#### Source document

The cult statue was a colossal female figure in a peplos, made from Pentelic marble, which would have been nearly four metres tall. Only three heavily damaged fragments survive. One of these (Agora inv. S 2070a) is the upper part of a torso, with cuttings where a left arm and head would have been attached. The second fragment (S 2070b) is the drapery from the lower hips and upper legs. These were found next to the base in the cella of the temple. A right foot (inv. S 1823) was found to the west. The closest stylistic comparandum is a statue in the Capitoline Museum in Rome. This is known as the "Capitoline Demeter," but it is unclear which deity it represents (Hera, Aphrodite, and Demeter are among the suggested identifications). This statue is a Roman-period copy of a late fifth-century BC original. The statue found in the Southeast Temple may have been the model for the Capitoline Demeter, but it is possible that both sculptures are copies of a lost original.

#### Task 1
Answer these about the cult statue passage:
(a) What marble was the statue made from?
(b) Where was the right foot found?
(c) In which museum is the closest stylistic comparandum?
#### Task 2
Extend the passage on the Southeast Temple cult statue by a few sentences, starting after its final sentence.
The lines after this passage are unrelated material.

#### Records shown
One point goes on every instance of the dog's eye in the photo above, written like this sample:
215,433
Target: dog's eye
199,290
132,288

#### Expected output 1
(a) Pentelic marble
(b) To the west
(c) The Capitoline Museum in Rome

#### Expected output 2
==Excavation==
The foundations in the Agora were uncovered in excavations undertaken by the American School of Classical Studies at Athens. The foundations were uncovered as part of work undertaken in the southeast corner of the Agora between February and August 1959, which was managed by Dorothy Burr Thompson.

The remains of the superstructure were found during excavations of the Post-Herulian wall.